__TASK__. In the blanking tool claims, at what shear angle are the machined surfaces set relative to the plane of the high points?

__EXCERPT__.
<<<<

2. The blanking tool of claim 1 wherein each of said plurality of contact surfaces comprises an arcuate edge generally flush with the inner edge.
3. The blanking tool of claim 1 wherein said plurality of contact surfaces are defined by a plurality of machined surfaces; and wherein each of said machined surfaces is a recessed area disposed between a pair of said plurality of contact surfaces, in order that said plurality of contact surfaces comprise high points on a side of said shear.
4. The blanking tool of claim 3 wherein said high points are disposed in a plane; and wherein said machined surfaces are disposed at a shear angle of between 0 degrees and 30 degrees with respect to the plane of said high points.
5. The blanking tool of claim 1 wherein each of said plurality of contact surfaces is triangular-shaped.
6. The blanking tool of claim 1 wherein said sheet of material comprises a product area corresponding to the area of said material where said blanks are located, and a web corresponding to the area of said material between said blanks; and wherein said plurality of contact surfaces are structured to avoid engagement with said product area of said material.
7. A tooling assembly for a press, said press being structured to receive a sheet of material to perform a number of machining operations thereto, said tooling assembly comprising:
first tooling structured to be coupled to a first portion of said press;
second tooling structured to be coupled to a second portion of said press opposite said first tooling, said first tooling and said second tooling being structured to cooperate to engage said sheet of material therebetween; and
a blanking tool coupled to said first tooling, said blanking tool comprising:
a shear cooperating with a portion of said second tooling to cut a number of blanks from said material, said shear comprising:
an inner edge defining a thru hole,
an outer edge concentric with the inner edge, and
a plurality of contact surfaces disposed between the inner edge and the outer edge,
wherein every contact surface of said shear extends from proximate the inner edge toward the outer edge.
8. The tooling assembly of claim 7 wherein said blanking tool further comprises a plurality of holes in said shear and a plurality of fasteners; and wherein each of said fasteners extends through a corresponding one of said holes to fasten said shear to said first tooling.
9. The tooling assembly of claim 7 wherein said second tooling comprises a stock plate; wherein said stock plate is structured to support said material as said shear cuts said material to make said blanks.
10. The tooling assembly of claim 7 wherein said blanking tool further comprises a carbide ring; wherein said carbide ring is disposed on a side of said shear around the inner edge; and wherein said carbide ring comprises the blanking or cutting edge of said blanking tool.
11. The tooling assembly of claim 7 wherein each of said plurality of contact surfaces comprises an arcuate edge generally flush with the inner edge.
12. The tooling assembly of claim 7 wherein said plurality of contact surfaces are defined by a plurality of machined surfaces; and wherein each of said machined surfaces is a recessed area disposed between a pair of said plurality of contact surfaces, in order that said plurality of contact surfaces comprise high points on a side of said shear.
13. The tooling assembly of claim 12 wherein said high points are disposed in a plane; and wherein said machined surfaces are disposed at a shear angle of between 0 degrees and 30 degrees with respect to the plane of said high points.
14. The tooling assembly of claim 7 wherein each of said plurality of contact surfaces is triangular-shaped.
15. The tooling assembly of claim 7 wherein said sheet of material comprises a product area corresponding to the area of said material where said blanks are located, and a web corresponding to the area of said material between said blanks; and wherein said plurality of contact surfaces are structured to avoid engagement with said product area of said material.

>>>>

__PROVIDED MATERIAL__.
<<<<

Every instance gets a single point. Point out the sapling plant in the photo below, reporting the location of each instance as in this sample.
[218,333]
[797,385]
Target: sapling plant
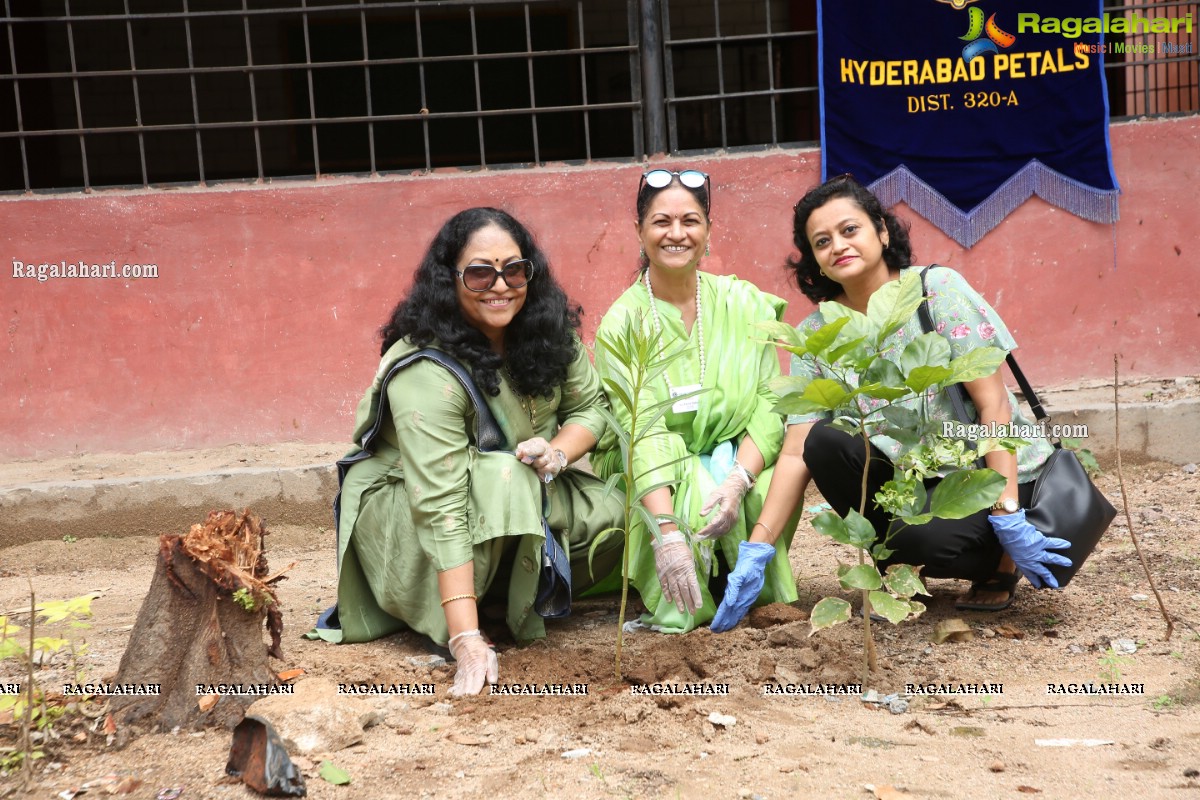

>>>>

__EXPECTED OUTPUT__. Between 0 degrees and 30 degrees.